Reproduce each of the items below word for word, omitting the pictures.

The records:
-------

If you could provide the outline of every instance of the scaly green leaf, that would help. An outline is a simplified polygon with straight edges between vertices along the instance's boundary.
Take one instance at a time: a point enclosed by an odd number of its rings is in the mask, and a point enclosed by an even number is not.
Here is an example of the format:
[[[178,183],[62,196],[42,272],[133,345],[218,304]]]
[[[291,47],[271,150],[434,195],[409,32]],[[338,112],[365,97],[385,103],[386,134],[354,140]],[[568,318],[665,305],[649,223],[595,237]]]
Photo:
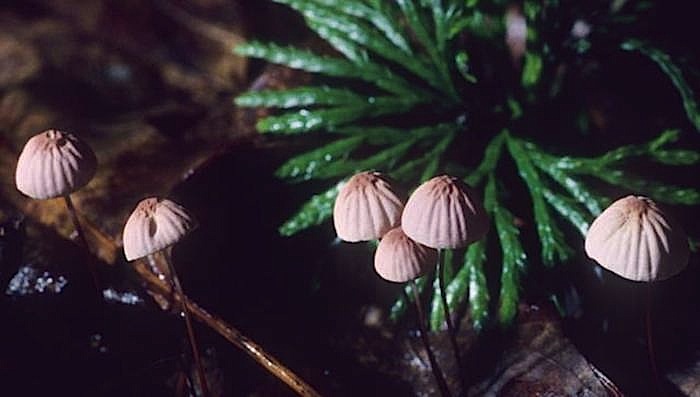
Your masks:
[[[496,225],[503,260],[498,317],[501,324],[509,325],[518,311],[520,274],[525,271],[527,256],[520,244],[513,214],[498,203],[498,191],[493,173],[489,174],[484,196],[484,205],[491,212]]]
[[[554,193],[547,188],[543,189],[542,193],[544,193],[544,198],[549,205],[551,205],[559,215],[571,222],[571,224],[578,229],[579,233],[581,233],[581,236],[586,237],[591,219],[578,208],[576,202],[568,197]]]
[[[525,64],[523,65],[522,84],[523,87],[532,87],[540,81],[542,76],[542,57],[531,52],[525,53]]]
[[[304,203],[294,216],[279,228],[283,236],[292,236],[312,226],[320,225],[333,214],[333,205],[338,191],[344,182],[340,182],[323,193],[316,194]]]
[[[447,285],[447,306],[450,311],[457,312],[468,299],[472,324],[477,331],[486,325],[489,314],[489,291],[483,269],[485,262],[486,241],[482,239],[469,246],[462,268]]]
[[[268,108],[362,105],[365,103],[367,103],[366,98],[355,92],[326,86],[248,91],[236,98],[238,106]]]
[[[464,182],[469,186],[477,186],[489,172],[496,168],[498,159],[501,158],[501,148],[503,147],[505,138],[505,131],[491,138],[486,149],[484,149],[484,159],[481,160],[481,163],[479,163],[479,166],[477,166],[474,171],[464,178]]]
[[[300,12],[304,17],[313,23],[315,27],[326,26],[329,29],[325,34],[339,35],[341,40],[353,41],[362,45],[374,54],[393,61],[419,76],[428,84],[437,89],[441,89],[439,79],[432,68],[422,62],[421,57],[407,54],[400,48],[394,46],[386,37],[362,22],[361,20],[348,15],[338,14],[333,10],[321,7],[305,0],[275,0],[284,3]],[[335,33],[334,33],[335,32]]]
[[[669,204],[700,204],[700,191],[698,189],[664,185],[656,181],[639,178],[619,169],[602,171],[596,176],[603,181],[632,192],[646,194],[655,200]]]
[[[416,143],[416,139],[408,139],[384,149],[381,152],[363,160],[336,161],[318,170],[316,178],[333,178],[348,175],[362,170],[382,168],[390,170]]]
[[[417,90],[413,84],[394,74],[387,67],[373,62],[365,62],[361,68],[358,68],[354,63],[344,59],[317,55],[295,47],[265,44],[257,41],[238,45],[234,51],[238,55],[264,59],[292,69],[333,77],[364,80],[404,98],[421,98],[423,95],[423,99],[426,99],[425,96],[429,95]]]
[[[362,143],[363,139],[362,136],[339,139],[310,152],[292,157],[275,171],[275,176],[294,180],[312,179],[324,166],[345,160],[350,152]]]
[[[524,146],[527,148],[530,158],[537,168],[557,181],[576,201],[586,206],[591,214],[598,216],[602,212],[603,207],[609,204],[609,200],[591,192],[585,183],[572,178],[564,170],[558,168],[556,157],[544,153],[533,143],[526,142]]]
[[[319,129],[334,129],[351,121],[381,116],[390,113],[402,113],[412,107],[410,102],[400,98],[375,98],[373,103],[350,105],[326,109],[301,109],[280,116],[269,116],[256,124],[260,132],[273,134],[300,134]]]
[[[396,47],[407,54],[412,54],[411,47],[401,34],[395,19],[389,17],[390,10],[382,9],[380,11],[358,1],[313,0],[313,2],[371,22]]]
[[[506,139],[518,173],[530,190],[532,205],[537,223],[537,234],[542,244],[542,261],[545,265],[553,265],[556,261],[566,261],[572,254],[571,248],[566,244],[564,235],[549,214],[542,193],[543,185],[528,152],[523,148],[517,138],[508,136]]]

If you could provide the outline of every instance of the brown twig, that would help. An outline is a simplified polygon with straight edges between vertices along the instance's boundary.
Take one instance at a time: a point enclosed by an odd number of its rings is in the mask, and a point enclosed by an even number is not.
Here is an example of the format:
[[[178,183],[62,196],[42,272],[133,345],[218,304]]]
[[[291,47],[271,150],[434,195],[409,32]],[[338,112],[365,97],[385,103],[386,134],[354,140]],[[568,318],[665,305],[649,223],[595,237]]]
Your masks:
[[[180,284],[180,278],[177,276],[175,271],[175,266],[170,257],[171,248],[167,248],[163,251],[163,260],[168,264],[168,269],[170,269],[170,280],[172,281],[172,288],[175,289],[175,293],[179,296],[184,296],[185,293],[182,290],[182,285]],[[202,358],[199,355],[199,346],[197,345],[197,339],[194,336],[194,327],[192,326],[192,319],[190,315],[190,310],[187,305],[182,307],[182,313],[185,315],[185,326],[187,328],[187,338],[190,342],[190,349],[192,350],[192,357],[194,358],[194,366],[197,368],[197,376],[199,377],[199,387],[202,391],[204,397],[209,397],[209,385],[207,384],[207,375],[204,372],[204,366],[202,365]]]
[[[145,260],[138,260],[134,262],[134,269],[136,269],[139,275],[141,275],[147,284],[147,288],[151,291],[164,296],[168,296],[171,293],[168,283],[160,280],[156,275],[151,273]],[[182,303],[184,300],[185,305],[189,309],[190,313],[192,313],[193,317],[209,326],[219,335],[231,342],[234,346],[246,352],[253,360],[268,370],[272,375],[276,376],[279,380],[287,384],[287,386],[289,386],[297,394],[303,397],[320,397],[320,394],[310,385],[304,382],[289,368],[285,367],[284,364],[282,364],[276,358],[265,352],[260,345],[243,335],[236,328],[227,324],[219,317],[207,312],[195,302],[190,300],[186,295],[180,296],[175,294],[174,298],[179,303]]]
[[[88,245],[87,238],[85,237],[85,232],[83,231],[80,221],[78,220],[78,213],[75,211],[75,206],[73,206],[73,200],[71,200],[70,195],[65,195],[63,198],[66,201],[66,207],[68,207],[68,213],[70,214],[71,221],[73,221],[73,226],[78,234],[79,244],[83,246],[85,250],[85,263],[90,270],[90,275],[92,276],[92,283],[95,285],[95,290],[97,290],[100,299],[102,299],[102,289],[100,288],[100,279],[97,277],[97,269],[95,269],[95,263],[90,252],[90,245]]]

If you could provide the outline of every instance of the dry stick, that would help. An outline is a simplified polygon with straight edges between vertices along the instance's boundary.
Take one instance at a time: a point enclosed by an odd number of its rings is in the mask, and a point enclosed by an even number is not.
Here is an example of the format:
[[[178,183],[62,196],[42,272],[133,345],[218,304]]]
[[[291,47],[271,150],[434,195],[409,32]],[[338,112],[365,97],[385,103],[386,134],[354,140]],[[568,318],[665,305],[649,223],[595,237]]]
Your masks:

-------

The solution:
If you could provide the outline of every instance of the scaly green leaf, that would help. An outline is a simplified polygon with straight edges between vertices along the instance's boundary.
Take one instance at a time: a point enclosed by an odd number of its rings is in the mask, and a point enclosed by an even number is not.
Here is an example of the format:
[[[178,183],[62,196],[42,272],[133,345],[218,304]]]
[[[291,47],[271,150],[434,195],[409,32]],[[338,112],[365,97],[385,103],[386,134],[354,140]],[[568,318],[665,305],[649,223],[595,237]]]
Photo:
Your masks:
[[[496,225],[503,260],[498,317],[501,324],[509,325],[518,311],[520,274],[525,271],[527,256],[520,244],[513,214],[498,203],[498,191],[493,173],[489,174],[484,196],[484,205],[491,212]]]
[[[554,193],[547,188],[543,189],[542,193],[544,193],[544,198],[549,205],[551,205],[559,215],[571,222],[571,224],[578,229],[579,233],[581,233],[581,236],[586,237],[591,219],[578,208],[576,202],[568,197]]]
[[[525,64],[523,65],[522,84],[523,87],[532,87],[540,81],[542,76],[542,57],[531,52],[525,53]]]
[[[304,203],[294,216],[279,228],[283,236],[292,236],[312,226],[320,225],[333,214],[333,205],[338,191],[344,182],[340,182],[323,193],[316,194]]]
[[[447,285],[447,306],[450,311],[457,312],[468,299],[472,324],[477,331],[486,325],[489,314],[489,291],[483,269],[485,262],[486,241],[482,239],[469,246],[462,268]]]
[[[268,108],[362,105],[365,103],[367,103],[366,98],[355,92],[326,86],[248,91],[236,98],[238,106]]]
[[[464,182],[469,186],[477,186],[489,172],[496,168],[498,159],[501,158],[501,148],[503,147],[505,138],[505,131],[491,138],[486,149],[484,149],[484,159],[481,160],[481,163],[479,163],[479,166],[477,166],[474,171],[464,178]]]
[[[300,12],[304,17],[313,23],[315,27],[326,26],[329,29],[325,34],[339,35],[341,40],[353,41],[362,45],[374,54],[393,61],[419,76],[428,84],[437,89],[441,89],[439,79],[432,68],[422,62],[421,57],[407,54],[400,48],[394,46],[386,37],[362,22],[361,20],[348,15],[338,14],[333,10],[321,7],[305,0],[275,0],[284,3]],[[335,33],[334,33],[335,32]]]
[[[669,204],[700,204],[700,191],[698,189],[664,185],[656,181],[639,178],[619,169],[602,171],[596,176],[603,181],[632,192],[646,194],[655,200]]]
[[[416,143],[416,139],[408,139],[384,149],[381,152],[363,160],[336,161],[318,170],[316,178],[333,178],[348,175],[362,170],[382,168],[390,170]]]
[[[417,90],[413,84],[394,74],[387,67],[373,62],[365,62],[361,68],[358,68],[354,63],[344,59],[317,55],[295,47],[265,44],[257,41],[238,45],[234,51],[238,55],[264,59],[292,69],[333,77],[364,80],[404,98],[421,98],[423,95],[423,99],[426,99],[425,96],[429,95]]]
[[[362,143],[363,139],[362,136],[339,139],[310,152],[292,157],[275,171],[275,176],[294,180],[312,179],[324,166],[345,160],[350,152]]]
[[[524,146],[527,148],[530,158],[537,168],[557,181],[576,201],[586,206],[591,214],[598,216],[602,212],[603,207],[609,204],[609,200],[591,192],[585,183],[572,178],[564,170],[558,168],[556,157],[544,153],[533,143],[526,142]]]
[[[319,129],[334,129],[351,121],[381,116],[390,113],[402,113],[412,107],[410,102],[400,98],[375,98],[373,103],[350,105],[326,109],[301,109],[280,116],[269,116],[256,124],[260,132],[273,134],[300,134]]]
[[[396,47],[407,54],[412,54],[411,47],[401,34],[395,19],[389,17],[390,10],[382,9],[380,11],[358,1],[313,0],[313,2],[371,22]]]
[[[506,139],[518,173],[530,190],[532,205],[537,223],[537,234],[542,244],[542,261],[545,265],[553,265],[556,261],[566,261],[572,254],[571,248],[566,244],[564,235],[549,214],[542,193],[543,185],[528,152],[523,148],[517,138],[508,136]]]

If you could provide the outline of every instance of the brown twig, that would help. An outline is a simplified polygon with straight edges between vertices along the instance's boundary.
Take one instance at a time: a point enclosed by an odd number of its rings is in the mask, and a point enclosed by an even number is not.
Here is an example of the format:
[[[178,183],[62,196],[42,272],[133,345],[218,304]]]
[[[291,47],[271,150],[434,195],[409,32]],[[338,112],[365,97],[385,103],[386,134],[354,140]],[[568,318],[665,305],[649,223],[595,237]]]
Your masks:
[[[180,284],[180,278],[177,276],[175,271],[175,266],[170,257],[171,248],[167,248],[163,251],[163,260],[168,264],[168,269],[170,269],[170,280],[172,281],[172,288],[175,289],[175,293],[179,296],[184,296],[185,293],[182,290],[182,285]],[[202,358],[199,355],[199,346],[197,345],[197,339],[194,336],[194,327],[192,326],[192,319],[190,315],[190,310],[187,305],[182,307],[182,313],[185,315],[185,326],[187,328],[187,338],[190,342],[190,349],[192,350],[192,357],[194,358],[194,366],[197,368],[197,376],[199,377],[199,387],[202,391],[204,397],[209,397],[209,385],[207,384],[207,375],[204,372],[204,366],[202,365]]]
[[[145,260],[138,260],[134,262],[134,269],[136,269],[139,275],[141,275],[147,284],[147,288],[151,291],[164,296],[168,296],[171,293],[168,283],[160,280],[156,275],[151,273]],[[182,303],[184,300],[185,305],[189,309],[190,313],[192,313],[193,317],[209,326],[219,335],[231,342],[234,346],[246,352],[253,360],[268,370],[272,375],[276,376],[279,380],[287,384],[287,386],[289,386],[297,394],[303,397],[320,397],[320,394],[310,385],[304,382],[289,368],[285,367],[284,364],[282,364],[276,358],[265,352],[260,345],[243,335],[236,328],[227,324],[219,317],[207,312],[195,302],[190,300],[186,295],[180,296],[175,294],[174,298],[179,303]]]
[[[88,245],[87,238],[85,237],[85,232],[83,231],[80,221],[78,220],[78,213],[75,211],[75,206],[73,206],[73,200],[71,200],[70,195],[65,195],[63,198],[66,201],[66,207],[68,207],[68,213],[70,214],[71,221],[73,221],[73,226],[78,234],[79,244],[83,246],[85,250],[85,263],[90,270],[90,275],[92,276],[92,283],[95,285],[95,290],[97,290],[100,299],[102,299],[102,289],[100,288],[100,279],[97,277],[97,269],[95,269],[95,263],[90,252],[90,245]]]

If you could provide the outline of every instance of the dry stick, that would help. An outline is a simplified polygon with straight edges between vertices along the instance's boundary.
Take one instance at a time: a point enclosed by an odd number of its rings is in the mask, and a point enclosed by an even number is not.
Here is an example of the format:
[[[178,183],[62,196],[42,272],[133,345],[218,304]]]
[[[291,47],[271,150],[434,195],[409,32]],[[338,112],[365,97],[385,103],[386,134],[354,140]],[[568,318],[665,305],[649,223],[595,237]]]
Your masks:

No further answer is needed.